That said, one way to approach the issue is to ask yourself: “To what extent is anxiety interfering in my life?” Do you feel un­comfortable whenever you enter an elevator but stay on anyway, or did you quit your job when you learned your company was moving to a high- rise building? Do you make a point of washing your hands before eating and after taking the subway, or do you feel compelled to scrub them every time you touch a doorknob or shake hands with someone? Do you sometimes have trouble falling asleep after a rough day at work, or do you have chronic insomnia that leaves you perpetually exhausted no matter how your day goes?

You might also want to ask yourself whether or not you be­lieve your anxiety is rational. Sure, it makes sense to be apprehen­sive about driving over an icy bridge at three in the morning in the midst of a hailstorm. But is it rational to drive half an hour out of your way, morning and evening, to avoid a bridge that, if you took it, would cut your commute in half? And no one would argue that chest pain, heart palpitations, and hyperventilation are signals that you should get yourself seen by a doctor right away. But something is awry when a healthy twenty-five-year-old woman with no family history of cardiovascular disease ends up in the emergency room five times in three weeks convinced that she is having a heart attack, even though each visit ends with the doctor assuring her, based on extensive (not to mention expen­sive) tests, that there is nothing wrong with her heart.

Is your anxiety causing you to make significant changes in the way you conduct your life? Do you find yourself catering to your anxiety, changing the things you do or the way you do them in an attempt to allay the unpleasant feelings? I am not suggesting, mind you, that there aren’t very good reasons to make changes in your life. You would probably agree that it would make sense to cancel a romantic getaway weekend with your husband if your daughter had been running a fever for three days and you felt it was neither wise nor considerate to leave her with your elderly in-laws, or because the government had just issued a terror alert for the country you were planning to visit. But you might not agree that the actions of one of my patients made sense when, some years ago, she canceled an anniversary trip to a resort in Acapulco because a guidebook mentioned that there were nu­merous stray cats in the city. This woman was so phobic about cats that the thought of even glimpsing one was enough to make her forgo a vacation she had been planning for months and antic­ipating for years.

Source information>
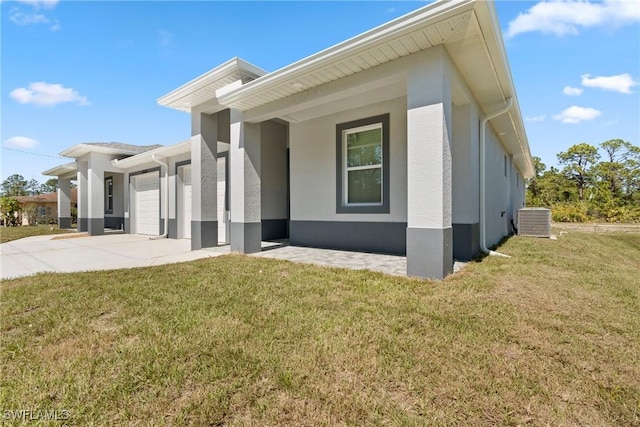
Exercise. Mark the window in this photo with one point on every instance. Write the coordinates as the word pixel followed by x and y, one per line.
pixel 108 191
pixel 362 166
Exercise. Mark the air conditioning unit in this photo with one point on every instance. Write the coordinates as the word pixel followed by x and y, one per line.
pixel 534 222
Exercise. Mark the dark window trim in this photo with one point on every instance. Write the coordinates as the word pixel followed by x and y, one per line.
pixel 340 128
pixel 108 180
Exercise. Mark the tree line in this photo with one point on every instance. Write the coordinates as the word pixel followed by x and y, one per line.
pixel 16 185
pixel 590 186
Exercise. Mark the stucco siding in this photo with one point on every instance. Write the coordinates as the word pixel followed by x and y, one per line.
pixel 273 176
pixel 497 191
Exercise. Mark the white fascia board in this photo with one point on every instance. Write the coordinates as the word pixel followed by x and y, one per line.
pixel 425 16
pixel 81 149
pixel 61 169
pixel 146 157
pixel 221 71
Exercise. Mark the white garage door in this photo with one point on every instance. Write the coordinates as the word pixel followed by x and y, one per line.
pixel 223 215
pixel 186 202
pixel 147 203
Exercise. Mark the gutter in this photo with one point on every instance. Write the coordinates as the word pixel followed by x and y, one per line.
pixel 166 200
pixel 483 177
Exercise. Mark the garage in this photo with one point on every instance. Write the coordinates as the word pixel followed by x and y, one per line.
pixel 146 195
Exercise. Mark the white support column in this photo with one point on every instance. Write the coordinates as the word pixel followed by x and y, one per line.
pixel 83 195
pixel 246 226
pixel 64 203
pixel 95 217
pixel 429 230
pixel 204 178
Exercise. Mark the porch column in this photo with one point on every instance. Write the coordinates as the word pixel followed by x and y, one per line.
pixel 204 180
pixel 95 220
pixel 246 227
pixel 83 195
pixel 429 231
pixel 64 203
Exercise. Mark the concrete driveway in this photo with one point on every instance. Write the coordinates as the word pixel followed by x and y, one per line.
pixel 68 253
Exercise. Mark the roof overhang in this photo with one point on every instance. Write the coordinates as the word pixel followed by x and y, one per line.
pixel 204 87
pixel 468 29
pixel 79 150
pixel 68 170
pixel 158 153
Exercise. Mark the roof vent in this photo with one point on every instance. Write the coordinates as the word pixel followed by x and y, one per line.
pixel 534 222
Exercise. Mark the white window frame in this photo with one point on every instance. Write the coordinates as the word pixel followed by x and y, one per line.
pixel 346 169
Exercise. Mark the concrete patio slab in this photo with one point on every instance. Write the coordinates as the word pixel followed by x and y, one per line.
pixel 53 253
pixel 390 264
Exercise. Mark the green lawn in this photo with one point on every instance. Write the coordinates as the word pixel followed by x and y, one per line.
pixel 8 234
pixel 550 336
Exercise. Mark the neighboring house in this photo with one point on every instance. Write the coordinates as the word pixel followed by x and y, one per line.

--

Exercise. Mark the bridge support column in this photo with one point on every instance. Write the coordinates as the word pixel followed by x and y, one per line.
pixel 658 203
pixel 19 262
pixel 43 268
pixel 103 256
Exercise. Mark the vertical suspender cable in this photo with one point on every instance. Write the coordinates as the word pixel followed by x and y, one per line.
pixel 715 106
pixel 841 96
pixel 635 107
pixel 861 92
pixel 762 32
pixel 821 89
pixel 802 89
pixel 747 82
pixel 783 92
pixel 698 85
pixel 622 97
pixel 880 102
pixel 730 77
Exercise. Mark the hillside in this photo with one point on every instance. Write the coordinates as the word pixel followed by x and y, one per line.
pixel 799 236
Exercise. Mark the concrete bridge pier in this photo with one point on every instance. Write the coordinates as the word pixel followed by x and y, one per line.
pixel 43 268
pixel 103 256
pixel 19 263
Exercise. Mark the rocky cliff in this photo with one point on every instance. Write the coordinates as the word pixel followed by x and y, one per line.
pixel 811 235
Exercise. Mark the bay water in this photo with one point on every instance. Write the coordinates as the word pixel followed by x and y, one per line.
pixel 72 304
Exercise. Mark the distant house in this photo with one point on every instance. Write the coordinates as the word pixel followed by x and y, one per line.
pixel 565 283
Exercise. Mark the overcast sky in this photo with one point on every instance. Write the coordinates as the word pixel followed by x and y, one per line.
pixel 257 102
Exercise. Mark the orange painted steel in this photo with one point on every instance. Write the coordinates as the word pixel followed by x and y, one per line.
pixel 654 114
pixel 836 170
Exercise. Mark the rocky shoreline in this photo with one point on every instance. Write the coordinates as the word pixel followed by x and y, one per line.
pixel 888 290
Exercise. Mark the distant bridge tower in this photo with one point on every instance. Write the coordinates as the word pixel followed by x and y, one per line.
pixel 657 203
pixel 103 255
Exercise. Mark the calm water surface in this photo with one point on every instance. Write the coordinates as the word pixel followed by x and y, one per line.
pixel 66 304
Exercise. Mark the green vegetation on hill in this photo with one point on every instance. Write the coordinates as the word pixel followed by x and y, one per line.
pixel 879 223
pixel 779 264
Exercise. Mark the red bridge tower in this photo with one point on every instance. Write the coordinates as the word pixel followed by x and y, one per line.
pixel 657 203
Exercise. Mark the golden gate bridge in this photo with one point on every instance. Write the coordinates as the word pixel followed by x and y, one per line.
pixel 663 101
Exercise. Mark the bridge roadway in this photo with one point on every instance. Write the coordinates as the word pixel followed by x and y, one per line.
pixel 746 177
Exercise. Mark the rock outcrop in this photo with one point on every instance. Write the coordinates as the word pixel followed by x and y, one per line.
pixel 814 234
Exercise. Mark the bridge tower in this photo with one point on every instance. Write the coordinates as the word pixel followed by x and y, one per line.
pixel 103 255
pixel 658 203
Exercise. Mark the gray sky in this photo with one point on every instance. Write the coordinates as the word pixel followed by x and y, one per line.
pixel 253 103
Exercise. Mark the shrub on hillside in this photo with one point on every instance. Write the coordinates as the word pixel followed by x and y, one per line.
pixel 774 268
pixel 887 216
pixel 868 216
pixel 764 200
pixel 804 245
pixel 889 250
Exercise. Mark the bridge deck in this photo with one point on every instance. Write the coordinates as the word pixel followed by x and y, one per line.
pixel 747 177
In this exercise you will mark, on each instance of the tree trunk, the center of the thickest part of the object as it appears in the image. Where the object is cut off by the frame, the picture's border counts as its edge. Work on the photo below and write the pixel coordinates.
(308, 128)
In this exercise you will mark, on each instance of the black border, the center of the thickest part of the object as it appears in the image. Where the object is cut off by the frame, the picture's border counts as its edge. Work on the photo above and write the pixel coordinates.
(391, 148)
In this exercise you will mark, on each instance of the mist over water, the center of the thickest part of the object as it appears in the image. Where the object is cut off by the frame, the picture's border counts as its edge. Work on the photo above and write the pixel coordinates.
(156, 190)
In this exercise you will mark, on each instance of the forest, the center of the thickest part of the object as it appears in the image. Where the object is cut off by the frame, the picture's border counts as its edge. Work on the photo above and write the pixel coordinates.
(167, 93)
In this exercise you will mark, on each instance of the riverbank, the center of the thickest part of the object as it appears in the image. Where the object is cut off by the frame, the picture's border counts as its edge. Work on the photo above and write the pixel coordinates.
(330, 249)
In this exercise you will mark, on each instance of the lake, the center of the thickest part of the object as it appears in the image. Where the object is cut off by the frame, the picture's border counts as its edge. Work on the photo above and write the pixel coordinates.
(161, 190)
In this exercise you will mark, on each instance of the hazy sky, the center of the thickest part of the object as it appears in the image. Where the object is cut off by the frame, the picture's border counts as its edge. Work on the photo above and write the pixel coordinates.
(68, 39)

Tasks and exercises>
1. The passage on anxiety names physical signals that call for seeing a doctor right away. List every one of them.
2. In the passage on anxiety, write out everything from "You might also" down to "with her heart.".

Answers by item>
1.
- chest pain
- heart palpitations
- hyperventilation

2.
You might also want to ask yourself whether or not you be­lieve your anxiety is rational. Sure, it makes sense to be apprehen­sive about driving over an icy bridge at three in the morning in the midst of a hailstorm. But is it rational to drive half an hour out of your way, morning and evening, to avoid a bridge that, if you took it, would cut your commute in half? And no one would argue that chest pain, heart palpitations, and hyperventilation are signals that you should get yourself seen by a doctor right away. But something is awry when a healthy twenty-five-year-old woman with no family history of cardiovascular disease ends up in the emergency room five times in three weeks convinced that she is having a heart attack, even though each visit ends with the doctor assuring her, based on extensive (not to mention expen­sive) tests, that there is nothing wrong with her heart.